## Work order
Once you have read the data below, print all of it exactly.

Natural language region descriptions
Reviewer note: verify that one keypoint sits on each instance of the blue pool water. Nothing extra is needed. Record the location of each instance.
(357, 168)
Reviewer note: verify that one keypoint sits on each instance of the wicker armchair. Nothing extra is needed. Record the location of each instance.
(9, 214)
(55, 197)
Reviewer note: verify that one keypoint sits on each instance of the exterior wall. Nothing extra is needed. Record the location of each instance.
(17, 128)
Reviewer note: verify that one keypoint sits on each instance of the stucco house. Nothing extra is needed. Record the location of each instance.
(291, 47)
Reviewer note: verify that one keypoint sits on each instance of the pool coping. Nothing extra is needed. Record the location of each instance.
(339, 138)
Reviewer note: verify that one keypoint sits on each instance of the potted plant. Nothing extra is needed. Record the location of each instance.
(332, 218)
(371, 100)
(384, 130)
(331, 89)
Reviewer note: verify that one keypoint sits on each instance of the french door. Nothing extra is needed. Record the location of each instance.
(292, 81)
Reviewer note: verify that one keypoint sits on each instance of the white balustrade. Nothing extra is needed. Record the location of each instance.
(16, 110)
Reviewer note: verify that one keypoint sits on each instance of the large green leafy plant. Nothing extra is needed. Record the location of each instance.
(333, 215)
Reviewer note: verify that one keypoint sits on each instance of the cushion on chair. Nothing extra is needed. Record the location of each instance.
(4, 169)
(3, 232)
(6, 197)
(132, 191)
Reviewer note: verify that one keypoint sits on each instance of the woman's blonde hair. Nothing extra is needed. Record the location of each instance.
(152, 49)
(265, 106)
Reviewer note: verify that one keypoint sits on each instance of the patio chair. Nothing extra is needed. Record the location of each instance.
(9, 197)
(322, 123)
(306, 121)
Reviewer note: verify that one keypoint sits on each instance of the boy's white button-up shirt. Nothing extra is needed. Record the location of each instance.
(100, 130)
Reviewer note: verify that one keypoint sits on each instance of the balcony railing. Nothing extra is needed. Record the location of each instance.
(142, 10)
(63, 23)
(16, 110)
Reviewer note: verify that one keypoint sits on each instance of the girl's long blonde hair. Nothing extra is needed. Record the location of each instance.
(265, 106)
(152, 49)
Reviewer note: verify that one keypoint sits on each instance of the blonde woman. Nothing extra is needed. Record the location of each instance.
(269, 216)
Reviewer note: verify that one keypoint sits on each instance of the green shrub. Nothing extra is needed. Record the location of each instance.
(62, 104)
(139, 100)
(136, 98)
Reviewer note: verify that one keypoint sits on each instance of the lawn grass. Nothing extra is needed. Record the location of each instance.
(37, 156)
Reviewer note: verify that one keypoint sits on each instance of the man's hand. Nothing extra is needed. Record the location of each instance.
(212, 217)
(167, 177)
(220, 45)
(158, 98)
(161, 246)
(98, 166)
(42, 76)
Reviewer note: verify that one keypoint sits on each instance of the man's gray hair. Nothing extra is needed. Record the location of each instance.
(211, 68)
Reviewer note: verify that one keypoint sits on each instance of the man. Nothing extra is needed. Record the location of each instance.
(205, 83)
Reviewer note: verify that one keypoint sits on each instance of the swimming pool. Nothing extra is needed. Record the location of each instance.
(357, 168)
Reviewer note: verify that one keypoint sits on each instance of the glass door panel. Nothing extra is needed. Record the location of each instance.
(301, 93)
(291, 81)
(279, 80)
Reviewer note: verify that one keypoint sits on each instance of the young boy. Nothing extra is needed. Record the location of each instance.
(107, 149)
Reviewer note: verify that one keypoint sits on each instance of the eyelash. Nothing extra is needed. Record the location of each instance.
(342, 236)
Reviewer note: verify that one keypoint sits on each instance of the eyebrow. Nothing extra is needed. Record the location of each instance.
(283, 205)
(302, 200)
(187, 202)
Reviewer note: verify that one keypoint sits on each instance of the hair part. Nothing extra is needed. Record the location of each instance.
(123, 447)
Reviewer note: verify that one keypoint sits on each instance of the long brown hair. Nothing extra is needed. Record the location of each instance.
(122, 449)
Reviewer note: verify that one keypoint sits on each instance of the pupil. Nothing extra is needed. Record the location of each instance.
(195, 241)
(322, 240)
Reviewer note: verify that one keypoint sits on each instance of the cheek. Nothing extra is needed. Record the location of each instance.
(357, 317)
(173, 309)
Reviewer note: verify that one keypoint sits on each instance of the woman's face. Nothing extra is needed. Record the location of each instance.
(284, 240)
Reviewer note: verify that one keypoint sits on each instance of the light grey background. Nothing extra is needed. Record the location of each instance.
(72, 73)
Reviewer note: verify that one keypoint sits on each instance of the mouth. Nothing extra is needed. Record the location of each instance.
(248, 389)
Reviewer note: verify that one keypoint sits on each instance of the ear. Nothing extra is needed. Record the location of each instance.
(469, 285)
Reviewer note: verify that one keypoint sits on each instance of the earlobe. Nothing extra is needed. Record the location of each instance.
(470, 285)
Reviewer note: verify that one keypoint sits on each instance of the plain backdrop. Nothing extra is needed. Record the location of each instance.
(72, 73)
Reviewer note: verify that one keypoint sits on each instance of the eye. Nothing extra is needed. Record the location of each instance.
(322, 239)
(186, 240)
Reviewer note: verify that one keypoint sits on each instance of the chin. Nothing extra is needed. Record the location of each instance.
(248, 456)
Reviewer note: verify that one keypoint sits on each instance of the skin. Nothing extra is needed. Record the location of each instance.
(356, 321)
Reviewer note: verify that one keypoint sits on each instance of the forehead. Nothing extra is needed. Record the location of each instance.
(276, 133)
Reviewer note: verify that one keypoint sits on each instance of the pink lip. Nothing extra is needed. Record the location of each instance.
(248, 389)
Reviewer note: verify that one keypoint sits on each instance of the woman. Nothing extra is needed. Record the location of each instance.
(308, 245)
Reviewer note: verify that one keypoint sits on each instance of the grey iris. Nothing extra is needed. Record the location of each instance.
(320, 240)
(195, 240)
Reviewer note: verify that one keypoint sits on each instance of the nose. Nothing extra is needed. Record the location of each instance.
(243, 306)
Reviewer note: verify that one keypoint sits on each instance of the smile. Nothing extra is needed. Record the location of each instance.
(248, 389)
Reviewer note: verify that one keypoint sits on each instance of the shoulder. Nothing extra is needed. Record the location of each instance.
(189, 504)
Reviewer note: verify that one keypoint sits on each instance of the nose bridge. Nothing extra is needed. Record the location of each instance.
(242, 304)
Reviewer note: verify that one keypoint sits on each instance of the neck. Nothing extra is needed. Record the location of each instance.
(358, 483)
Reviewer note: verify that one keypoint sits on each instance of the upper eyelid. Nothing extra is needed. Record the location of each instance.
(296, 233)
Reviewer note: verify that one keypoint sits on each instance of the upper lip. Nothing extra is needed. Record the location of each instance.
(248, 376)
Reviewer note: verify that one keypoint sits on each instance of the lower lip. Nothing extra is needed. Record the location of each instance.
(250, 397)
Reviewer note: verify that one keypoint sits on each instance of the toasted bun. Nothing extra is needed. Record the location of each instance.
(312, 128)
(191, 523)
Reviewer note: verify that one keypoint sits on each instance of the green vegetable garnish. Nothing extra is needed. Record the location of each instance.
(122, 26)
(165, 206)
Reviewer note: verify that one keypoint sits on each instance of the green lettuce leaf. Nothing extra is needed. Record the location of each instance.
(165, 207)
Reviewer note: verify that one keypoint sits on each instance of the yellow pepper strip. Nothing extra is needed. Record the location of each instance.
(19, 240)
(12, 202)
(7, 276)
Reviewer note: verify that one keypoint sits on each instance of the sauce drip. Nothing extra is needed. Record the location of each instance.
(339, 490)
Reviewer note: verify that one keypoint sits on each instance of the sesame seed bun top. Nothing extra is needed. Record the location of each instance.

## Exercise result
Reviewer note: verify that one keypoint sits on each instance of the blue pool water. Nothing extra is needed. Record the location of each instance.
(357, 168)
Reviewer note: verify that one keypoint sits on each instance of the wicker armchair. Nothing extra is needed. Record the location of each instance.
(9, 214)
(55, 197)
Reviewer note: verify that one keypoint sits on each instance of the exterior wall. Nothing extra is needed. Record the location of each instance.
(17, 128)
Reviewer note: verify that one keypoint sits on each instance of the stucco house. Nothing extra is needed. Record the location of each instance.
(291, 47)
Reviewer note: verify that one keypoint sits on each instance of the pool coping. Nothing extra is needed. Record the location of each instance.
(339, 138)
Reviewer note: verify that one keypoint sits on each instance of the potted plant. Nothing extra is needed. Record the location of each instance.
(332, 218)
(371, 100)
(384, 130)
(331, 89)
Reviewer note: verify that one keypoint sits on each instance of the french door. Nothing extra is needed. Record the location of each instance.
(292, 81)
Reviewer note: verify that one keypoint sits on each instance of the white balustrade. Nothing extra is needed. Record the location of each instance.
(16, 110)
Reviewer note: verify that one keypoint sits on each instance of the large green leafy plant. Nothing extra is needed. Record the location of each instance.
(333, 215)
Reviewer note: verify that one keypoint sits on each instance of the cushion on chair. Nothing extra is needed. Record the location of each instance.
(4, 169)
(3, 232)
(6, 197)
(132, 191)
Reviewer note: verify that one keypoint sits on each instance of the woman's blonde hair. Nothing extra is needed. Record the location of each instance.
(152, 49)
(265, 106)
Reviewer note: verify that one keypoint sits on each instance of the patio chair. Nothing extra is needed. Record the location of each instance.
(9, 197)
(322, 123)
(306, 121)
Reviewer note: verify that one keypoint sits on each instance of the boy's white button-up shirt. Nothing extra is needed. Record the location of each instance.
(100, 130)
Reviewer note: verify that one keypoint sits on each instance of the balcony railing. Nothing extra is needed. Record the location of each instance.
(142, 10)
(63, 23)
(16, 110)
Reviewer note: verify that one keypoint sits on each instance of the girl's long blonde hair. Nothing extra is needed. Record the location of each instance.
(265, 106)
(152, 49)
Reviewer note: verify that one keypoint sits on each instance of the blonde woman. Nothing extra is needed. Record the location of each instance.
(269, 216)
Reviewer note: verify that one keypoint sits on each instance of the green shrub. Nothing extra is needed. Record the location of each instance.
(62, 104)
(139, 100)
(136, 98)
Reviewer note: verify that one keypoint sits on each instance of the lawn grass. Nothing extra is needed. Record the location of each instance.
(37, 156)
Reviewer note: verify that one keypoint sits on each instance of the man's hand. Nothing extra is needed. Record the location of each instance.
(212, 217)
(167, 177)
(220, 45)
(158, 98)
(161, 246)
(98, 166)
(42, 76)
Reviewer note: verify that one keypoint sits on each instance of the man's gray hair. Nothing extra is needed. Record the location of each instance.
(211, 68)
Reviewer note: verify that one keypoint sits on each instance of the man. Nothing extra is needed. Record the location of each instance.
(205, 83)
Reviewer note: verify that one keypoint sits on each instance of the swimming pool. Nothing extra is needed. Record the location of each instance.
(357, 168)
Reviewer note: verify that one keypoint sits on each instance of the glass door panel. Nothing extra is needed. Record the location of each instance.
(301, 93)
(291, 81)
(279, 80)
Reviewer note: verify that one keypoint sits on each instance of the young boy. Nothing extra is needed. Record the location of each instance.
(107, 149)
Reviewer note: verify that one keypoint sits on each instance of the eyelash. Nothing extra is needed. Record the location of each instance.
(342, 236)
Reviewer note: verify that one keypoint sits on each instance of the eyebrow. Nothing extra is needed. Record the location of each instance.
(283, 205)
(302, 200)
(187, 202)
Reviewer note: verify that one keypoint sits on each instance of the hair part. Nothing extra is needed. Record the location of each instance.
(123, 447)
Reviewer note: verify that one keypoint sits on each instance of the long brown hair. Nothing extra is needed. Record the location of each instance.
(122, 449)
Reviewer note: verify that one keypoint sits on each instance of the pupil. Nothing extra is needed. Record the location of each instance.
(195, 241)
(322, 240)
Reviewer note: verify that one keypoint sits on each instance of the cheek. Nothing extra is needed. Record the location of each instance.
(357, 317)
(173, 309)
Reviewer note: verify that one keypoint sits on each instance of the woman's face. Nothing extra is needed. Record the location of each instance.
(284, 240)
Reviewer note: verify that one keypoint sits on each instance of the light grey background. Nothing extra is needed. Record the location of each instance.
(72, 73)
Reviewer note: verify that one keypoint sits on each instance of the mouth. Nothing extra is needed. Record the location of each instance.
(248, 389)
Reviewer note: verify that one keypoint sits on each instance of the ear. Nothing extra is needed. Record the location of each instance.
(469, 285)
Reviewer note: verify that one keypoint sits on each instance of the earlobe. Nothing extra is needed. Record the location of each instance.
(470, 285)
Reviewer note: verify that one keypoint sits on each instance of the plain backdrop. Nothing extra is needed. Record the location of each instance.
(72, 73)
Reviewer note: verify that one keypoint sits on each instance of the eye. Nothing extra is needed. Record the location of each instance.
(322, 239)
(186, 240)
Reviewer note: verify that one keypoint sits on each instance of the chin. Nothing extra is needed. Record the location of each instance.
(248, 456)
Reviewer note: verify that one keypoint sits on each instance of the skin. Nothing extra is needed. Record the location of each instance.
(356, 321)
Reviewer note: verify that one keypoint sits on each instance of the forehead. Nothing extra is needed. Record the location of each instance.
(276, 133)
Reviewer note: verify that one keypoint sits on each instance of the pink lip. Nothing extra is needed. Record the location of each instance.
(248, 389)
Reviewer note: verify that one keypoint sits on each instance of the woman. Nothing extra is needed. Record the location of each instance.
(308, 245)
Reviewer note: verify that one keypoint sits on each instance of the grey iris. Nothing extra is needed. Record the location of each instance.
(320, 240)
(195, 240)
Reviewer note: verify that one keypoint sits on each instance of the nose. Nothing extra is needed. Record the location of each instance.
(243, 306)
Reviewer note: verify that one keypoint sits on each instance of the smile. Nothing extra is needed. Record the location of each instance.
(248, 389)
Reviewer note: verify that one keypoint sits on each instance of the shoulder. Nothing extra is needed. Record the location of each instance.
(189, 504)
Reviewer note: verify that one keypoint sits on each instance of the nose bridge. Nothing extra is needed. Record the location of each instance.
(242, 304)
Reviewer note: verify that one keypoint sits on each instance of the neck. Nothing extra is needed. Record the location of each instance.
(358, 483)
Reviewer note: verify that one keypoint sits on each instance of the upper eyelid. Nothing extra is needed. Record the location of each instance.
(296, 233)
Reviewer note: verify that one keypoint sits on each instance of the upper lip. Nothing extra is needed. Record the location of each instance.
(248, 376)
Reviewer note: verify that one keypoint sits on each instance of the lower lip. Nothing extra is needed. Record the location of each instance.
(250, 397)
Reviewer note: verify that one keypoint sits on each instance of the toasted bun. Nothing extra is needed. Record the location of each instance.
(312, 128)
(191, 523)
Reviewer note: verify that one keypoint sits on each instance of the green vegetable garnish. Nothing extra is needed. Record the location of each instance.
(122, 26)
(165, 206)
Reviewer note: verify that one keypoint sits on each instance of the green lettuce leaf. Nothing extra is needed. Record the location of each instance.
(165, 207)
Reviewer note: verify that one keypoint sits on each instance of the yellow pepper strip. Nothing extra is needed. Record the location of each instance.
(19, 240)
(12, 202)
(7, 276)
Reviewer note: verify that one keypoint sits on each instance of the sauce drip. Nothing extra is needed. Record the location of each instance.
(339, 490)
Reviewer note: verify that one keypoint sits on each instance of the sesame seed bun top. Nothing extra is needed. Record the location of each instance.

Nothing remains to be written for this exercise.